##### Task input

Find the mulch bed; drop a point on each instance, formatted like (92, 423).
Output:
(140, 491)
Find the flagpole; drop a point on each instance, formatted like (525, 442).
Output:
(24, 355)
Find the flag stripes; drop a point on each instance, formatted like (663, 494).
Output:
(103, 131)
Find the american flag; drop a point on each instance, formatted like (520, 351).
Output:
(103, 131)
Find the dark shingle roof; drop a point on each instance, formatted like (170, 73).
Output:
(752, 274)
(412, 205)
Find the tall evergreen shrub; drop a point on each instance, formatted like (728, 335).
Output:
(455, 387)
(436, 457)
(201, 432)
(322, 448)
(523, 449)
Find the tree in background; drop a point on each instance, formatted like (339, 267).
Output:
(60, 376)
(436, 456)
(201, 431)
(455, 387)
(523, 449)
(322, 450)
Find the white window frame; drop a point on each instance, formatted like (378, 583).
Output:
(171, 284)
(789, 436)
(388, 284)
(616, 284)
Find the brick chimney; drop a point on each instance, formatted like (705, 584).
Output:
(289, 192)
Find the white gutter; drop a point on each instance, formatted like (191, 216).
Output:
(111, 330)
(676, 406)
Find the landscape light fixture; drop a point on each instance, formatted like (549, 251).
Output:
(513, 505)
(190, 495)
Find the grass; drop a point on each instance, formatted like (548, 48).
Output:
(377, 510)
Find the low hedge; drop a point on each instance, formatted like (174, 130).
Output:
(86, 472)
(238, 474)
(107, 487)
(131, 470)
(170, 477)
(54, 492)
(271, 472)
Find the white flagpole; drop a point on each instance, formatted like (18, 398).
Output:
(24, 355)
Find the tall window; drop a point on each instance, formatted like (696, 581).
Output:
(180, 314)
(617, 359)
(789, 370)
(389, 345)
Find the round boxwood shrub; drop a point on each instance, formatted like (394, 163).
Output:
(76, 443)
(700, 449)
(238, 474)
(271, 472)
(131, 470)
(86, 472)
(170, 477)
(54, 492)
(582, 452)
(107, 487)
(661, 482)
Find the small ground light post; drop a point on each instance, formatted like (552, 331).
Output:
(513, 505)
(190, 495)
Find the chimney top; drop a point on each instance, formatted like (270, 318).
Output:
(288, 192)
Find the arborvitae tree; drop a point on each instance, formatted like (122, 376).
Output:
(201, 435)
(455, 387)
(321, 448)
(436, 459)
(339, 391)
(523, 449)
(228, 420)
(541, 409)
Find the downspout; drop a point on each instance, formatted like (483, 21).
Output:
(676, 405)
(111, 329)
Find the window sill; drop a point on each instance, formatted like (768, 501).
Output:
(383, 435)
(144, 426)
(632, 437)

##########

Produce an exact copy of every entry above.

Find the mulch bed; drop a point on each instance, formatted like (92, 423).
Output:
(140, 491)
Find the flagpole; drop a point on each instance, formatted like (525, 442).
Output:
(24, 355)
Find the flag stripes; drop a point on each instance, formatted like (663, 494).
Output:
(103, 131)
Find the american flag; drop a point on each instance, formatted like (520, 351).
Output:
(103, 131)
Find the dark shingle roof; drop a point on each instance, formatted like (170, 73).
Output:
(752, 274)
(412, 205)
Find the tall evergreen shrub; drop a point on each instance, formatted like (728, 335).
Output:
(455, 387)
(436, 457)
(201, 432)
(322, 448)
(523, 449)
Find the tree in background; drop a point on each instance, formatted like (339, 267).
Output:
(60, 376)
(436, 456)
(201, 431)
(455, 387)
(523, 449)
(322, 450)
Find the white window frame; drop a point on each instance, formatted like (378, 583).
Output:
(171, 284)
(789, 436)
(388, 284)
(616, 284)
Find the brick chimney; drop a point on each instance, formatted like (705, 584).
Output:
(289, 192)
Find the white gutter; drop a point on each instance, formatted like (191, 216).
Output:
(111, 330)
(676, 406)
Find the landscape light fixture; drop a point on each instance, formatted like (549, 251).
Output:
(513, 505)
(190, 495)
Find the grass; drop a point on each instance, formatted like (548, 48).
Output:
(377, 510)
Find the low hedge; drop a point on each instance, formatted like (174, 130).
Output:
(86, 472)
(238, 474)
(107, 487)
(131, 470)
(170, 477)
(54, 492)
(271, 472)
Find the white flagpole; drop a point on each instance, formatted like (18, 398).
Output:
(24, 355)
Find the tall window; drop a point on each instance, formatted like (696, 581).
Output:
(180, 314)
(617, 359)
(789, 370)
(389, 345)
Find the round boxwood shrub; drop a point on each instance, formatted like (394, 163).
Output:
(76, 443)
(700, 449)
(238, 474)
(271, 472)
(131, 470)
(86, 472)
(170, 477)
(54, 492)
(582, 452)
(107, 487)
(661, 482)
Find the small ground light post; drop a point on each instance, formatted like (552, 331).
Output:
(513, 505)
(190, 495)
Find the chimney top; drop a point on each instance, formatted like (270, 318).
Output:
(288, 192)
Find the arborvitae tree; drop a point on each instance, formatted like (122, 376).
Output:
(201, 435)
(455, 387)
(321, 448)
(436, 459)
(339, 391)
(523, 449)
(228, 420)
(541, 409)
Find the downspout; drop a point on each instance, formatted like (483, 21).
Output:
(676, 405)
(111, 329)
Find the window sill; drop a point on each instance, formatted like (768, 501).
Output:
(383, 435)
(144, 426)
(632, 437)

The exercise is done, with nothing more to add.